• [Exercise brief]
Put every line of the entries below into a numbered list, skipping any blank lines.

══════════════════════════════

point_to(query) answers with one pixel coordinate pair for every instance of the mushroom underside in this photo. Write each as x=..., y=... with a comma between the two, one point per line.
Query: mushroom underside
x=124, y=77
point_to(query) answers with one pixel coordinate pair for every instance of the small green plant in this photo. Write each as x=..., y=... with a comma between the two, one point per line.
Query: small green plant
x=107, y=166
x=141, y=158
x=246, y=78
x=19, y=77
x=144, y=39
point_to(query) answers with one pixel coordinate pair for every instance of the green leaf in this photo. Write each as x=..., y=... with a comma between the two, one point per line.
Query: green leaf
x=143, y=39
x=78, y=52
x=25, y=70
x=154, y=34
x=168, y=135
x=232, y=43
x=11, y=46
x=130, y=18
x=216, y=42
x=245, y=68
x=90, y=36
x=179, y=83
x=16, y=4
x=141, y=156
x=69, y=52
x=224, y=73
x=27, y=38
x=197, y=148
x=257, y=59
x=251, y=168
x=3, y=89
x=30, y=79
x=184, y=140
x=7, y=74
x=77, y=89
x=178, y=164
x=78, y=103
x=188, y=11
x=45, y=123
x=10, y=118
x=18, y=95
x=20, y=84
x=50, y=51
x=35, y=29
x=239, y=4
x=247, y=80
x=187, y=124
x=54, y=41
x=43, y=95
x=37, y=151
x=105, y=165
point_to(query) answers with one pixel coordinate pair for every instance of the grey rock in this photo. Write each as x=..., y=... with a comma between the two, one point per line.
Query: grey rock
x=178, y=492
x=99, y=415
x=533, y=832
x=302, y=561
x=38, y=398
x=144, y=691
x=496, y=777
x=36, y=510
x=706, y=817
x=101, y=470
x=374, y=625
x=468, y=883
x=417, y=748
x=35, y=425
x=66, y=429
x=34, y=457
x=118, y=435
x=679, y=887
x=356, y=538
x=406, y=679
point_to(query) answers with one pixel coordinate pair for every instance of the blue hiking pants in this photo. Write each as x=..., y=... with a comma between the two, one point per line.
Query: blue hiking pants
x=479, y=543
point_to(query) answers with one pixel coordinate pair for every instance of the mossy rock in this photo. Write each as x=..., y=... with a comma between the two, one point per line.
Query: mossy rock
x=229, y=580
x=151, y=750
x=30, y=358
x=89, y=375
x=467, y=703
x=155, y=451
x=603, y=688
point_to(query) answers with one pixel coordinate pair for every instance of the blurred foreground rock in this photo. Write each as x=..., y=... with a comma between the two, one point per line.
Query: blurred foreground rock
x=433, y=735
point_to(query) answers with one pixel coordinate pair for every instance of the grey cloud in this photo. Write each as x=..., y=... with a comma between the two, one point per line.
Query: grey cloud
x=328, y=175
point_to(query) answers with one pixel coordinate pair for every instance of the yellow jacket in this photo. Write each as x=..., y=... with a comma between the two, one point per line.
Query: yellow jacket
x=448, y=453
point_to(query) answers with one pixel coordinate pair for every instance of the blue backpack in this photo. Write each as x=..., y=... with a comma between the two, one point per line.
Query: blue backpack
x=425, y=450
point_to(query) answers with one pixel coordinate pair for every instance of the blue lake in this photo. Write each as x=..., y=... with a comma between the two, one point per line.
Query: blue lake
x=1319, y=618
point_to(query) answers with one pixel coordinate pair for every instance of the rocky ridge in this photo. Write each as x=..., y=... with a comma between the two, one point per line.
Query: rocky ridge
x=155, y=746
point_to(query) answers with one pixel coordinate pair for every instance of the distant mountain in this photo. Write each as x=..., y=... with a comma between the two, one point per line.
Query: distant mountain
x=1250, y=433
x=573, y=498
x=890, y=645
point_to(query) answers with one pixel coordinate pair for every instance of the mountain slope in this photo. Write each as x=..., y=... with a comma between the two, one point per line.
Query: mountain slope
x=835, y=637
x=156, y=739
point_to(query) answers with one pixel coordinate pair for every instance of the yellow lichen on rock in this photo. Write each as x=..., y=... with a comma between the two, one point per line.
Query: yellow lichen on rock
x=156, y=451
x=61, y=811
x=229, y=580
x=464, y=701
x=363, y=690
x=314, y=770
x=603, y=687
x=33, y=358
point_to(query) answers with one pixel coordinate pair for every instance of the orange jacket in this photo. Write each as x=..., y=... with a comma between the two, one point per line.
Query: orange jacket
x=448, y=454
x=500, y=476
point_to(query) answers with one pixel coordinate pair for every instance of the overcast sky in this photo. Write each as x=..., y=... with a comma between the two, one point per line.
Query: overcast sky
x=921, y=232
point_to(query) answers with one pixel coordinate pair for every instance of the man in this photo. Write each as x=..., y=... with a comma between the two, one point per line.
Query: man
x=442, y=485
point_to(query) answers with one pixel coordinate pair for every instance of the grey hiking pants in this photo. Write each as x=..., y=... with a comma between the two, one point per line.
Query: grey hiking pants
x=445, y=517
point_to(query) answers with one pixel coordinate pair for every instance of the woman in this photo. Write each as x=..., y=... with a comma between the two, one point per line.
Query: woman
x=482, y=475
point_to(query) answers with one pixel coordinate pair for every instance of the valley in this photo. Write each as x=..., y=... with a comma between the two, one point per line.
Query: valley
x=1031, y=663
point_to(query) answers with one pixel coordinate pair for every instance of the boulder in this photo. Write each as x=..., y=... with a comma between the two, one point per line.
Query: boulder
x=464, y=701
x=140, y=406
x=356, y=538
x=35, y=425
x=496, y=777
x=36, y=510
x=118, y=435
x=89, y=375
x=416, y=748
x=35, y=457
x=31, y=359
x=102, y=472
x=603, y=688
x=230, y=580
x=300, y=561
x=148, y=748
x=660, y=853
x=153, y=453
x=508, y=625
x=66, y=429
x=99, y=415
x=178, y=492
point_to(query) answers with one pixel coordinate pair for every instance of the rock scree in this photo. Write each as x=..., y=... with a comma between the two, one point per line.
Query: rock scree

══════════════════════════════

• [Right answer]
1. point_to(query) answers with one pixel coordinate pair for every instance of the mushroom underside in this photo. Write each as x=..., y=... with a comma between the two, one point per line.
2. Query: mushroom underside
3. x=124, y=77
4. point_to(query) answers with one pixel coordinate pair for every instance of the small green plant in this photo. Write each as x=..., y=... with a comma between the two, one point per line.
5. Query: small green plant
6. x=107, y=166
7. x=141, y=158
8. x=246, y=78
9. x=19, y=77
10. x=144, y=39
11. point_to(query) answers with one pixel coordinate pair for every instance of the green leaf in this photo. Write each as x=..., y=... with a comma between the two, one point per line.
12. Query: green leaf
13. x=143, y=39
14. x=78, y=52
15. x=25, y=70
16. x=154, y=34
17. x=168, y=135
18. x=232, y=43
19. x=11, y=46
20. x=130, y=18
21. x=216, y=42
22. x=245, y=68
23. x=90, y=36
24. x=179, y=83
25. x=16, y=4
26. x=141, y=156
27. x=69, y=52
28. x=224, y=73
29. x=27, y=38
30. x=197, y=148
31. x=257, y=59
32. x=251, y=168
33. x=3, y=89
34. x=30, y=79
35. x=184, y=140
36. x=7, y=74
37. x=77, y=89
38. x=178, y=164
39. x=78, y=103
40. x=188, y=11
41. x=45, y=123
42. x=10, y=118
43. x=18, y=95
44. x=20, y=84
45. x=50, y=51
46. x=35, y=29
47. x=239, y=4
48. x=247, y=80
49. x=187, y=124
50. x=54, y=41
51. x=43, y=95
52. x=37, y=151
53. x=105, y=165
54. point_to(query) answers with one pixel coordinate pair for every instance of the grey rock in this photo. Write each as x=..., y=... with a comma between the two, one point per line.
55. Query: grey rock
56. x=178, y=492
57. x=99, y=415
58. x=533, y=832
59. x=302, y=561
60. x=38, y=398
61. x=144, y=691
62. x=496, y=777
63. x=36, y=510
64. x=706, y=817
65. x=101, y=470
66. x=374, y=625
67. x=468, y=883
68. x=417, y=748
69. x=35, y=425
70. x=66, y=429
71. x=34, y=457
72. x=118, y=435
73. x=679, y=887
74. x=356, y=538
75. x=406, y=679
76. point_to(query) answers with one pixel coordinate pair for every instance of the blue hiking pants in this photo. Write each as x=..., y=... with a comma between the two, one point per line.
77. Query: blue hiking pants
78. x=479, y=543
79. point_to(query) answers with one pixel coordinate pair for every instance of the mossy rock in this photo. Write each as x=..., y=... with a comma between the two, one point per line.
80. Query: mossy rock
81. x=229, y=580
82. x=151, y=750
83. x=30, y=358
84. x=89, y=375
85. x=467, y=703
86. x=155, y=451
87. x=603, y=688
88. point_to(query) answers with one pixel coordinate pair for every instance of the blurred foreground rock in this photo. Write each as x=..., y=... with a comma between the two, one point per line.
89. Query: blurred foreground rock
90. x=433, y=735
91. point_to(query) answers with one pixel coordinate pair for every instance of the grey cloud in this photo. Write each as x=..., y=... with a comma between the two, one point per line.
92. Query: grey cloud
93. x=328, y=175
94. point_to(query) answers with one pixel coordinate pair for every instance of the yellow jacket in this photo. Write each as x=..., y=... with a comma between the two, one point per line.
95. Query: yellow jacket
96. x=448, y=453
97. point_to(query) answers with one pixel coordinate pair for every instance of the blue backpack in this photo. Write each as x=..., y=... with a comma between the two, one point per line.
98. Query: blue backpack
99. x=425, y=450
100. point_to(query) answers with one pixel coordinate pair for every instance of the blue lake in this photo. Write each as x=..., y=... with a comma between the two, one point per line.
101. Query: blue lake
102. x=1319, y=618
103. point_to(query) answers with one pixel coordinate pair for every instance of the rocky ridge in this photo. Write each as x=..., y=... with a comma between the two, one point per line.
104. Query: rocky ridge
105. x=155, y=746
106. point_to(query) answers with one pixel coordinate pair for every instance of the distant mountain in this photo. Write each as x=..., y=... with a comma between the two, one point per line.
107. Query: distant mountain
108. x=1250, y=433
109. x=573, y=498
110. x=890, y=645
111. point_to(query) answers with one pixel coordinate pair for every instance of the mountain slope in this photo. Write each as x=..., y=... with a comma between the two, one point per line.
112. Query: mountain slope
113. x=835, y=637
114. x=156, y=739
115. point_to(query) answers with one pixel coordinate pair for every instance of the yellow lichen on rock in this photo. Write each as x=..., y=... with a comma between the two, one point per line.
116. Query: yellow lichen on rock
117. x=156, y=451
118. x=61, y=811
119. x=229, y=580
120. x=464, y=701
121. x=363, y=690
122. x=314, y=770
123. x=603, y=687
124. x=33, y=358
125. point_to(query) answers with one pixel coordinate pair for every instance of the orange jacket in this photo. Write each as x=..., y=... with a comma between the two, one point per line.
126. Query: orange jacket
127. x=448, y=454
128. x=500, y=476
129. point_to(query) answers with one pixel coordinate pair for every instance of the overcast sky in this photo. Write each as x=..., y=... with a comma between the two, one point per line.
130. Query: overcast sky
131. x=921, y=232
132. point_to(query) answers with one pixel coordinate pair for every instance of the man in this photo. Write each as x=..., y=... with a comma between the two, one point per line.
133. Query: man
134. x=442, y=485
135. point_to(query) answers with one pixel coordinate pair for every instance of the grey hiking pants in this photo. Write each as x=..., y=... with a comma between the two, one point per line.
136. Query: grey hiking pants
137. x=445, y=517
138. point_to(query) answers with one pixel coordinate pair for every instance of the woman in this photo. Write each as x=..., y=... with a comma between the two, one point per line.
139. Query: woman
140. x=482, y=475
141. point_to(query) answers with one pixel coordinate pair for every instance of the valley in this photo. Write each as x=..., y=... with a comma between the two, one point per line.
142. Query: valley
143. x=1031, y=663
144. point_to(query) answers with one pixel coordinate pair for every instance of the boulder in this photo. Write each as x=..., y=... with a comma between the two, one point per line.
145. Query: boulder
146. x=464, y=701
147. x=140, y=406
148. x=356, y=538
149. x=35, y=425
150. x=496, y=777
151. x=36, y=510
152. x=118, y=435
153. x=89, y=375
154. x=416, y=748
155. x=35, y=457
156. x=31, y=359
157. x=102, y=472
158. x=603, y=688
159. x=230, y=580
160. x=300, y=561
161. x=148, y=748
162. x=660, y=853
163. x=153, y=453
164. x=508, y=625
165. x=66, y=429
166. x=99, y=415
167. x=178, y=492
168. point_to(query) answers with one pixel coordinate pair for every instance of the rock scree in this photo. Write each as x=..., y=... with a comma between the two, one point per line.
169. Query: rock scree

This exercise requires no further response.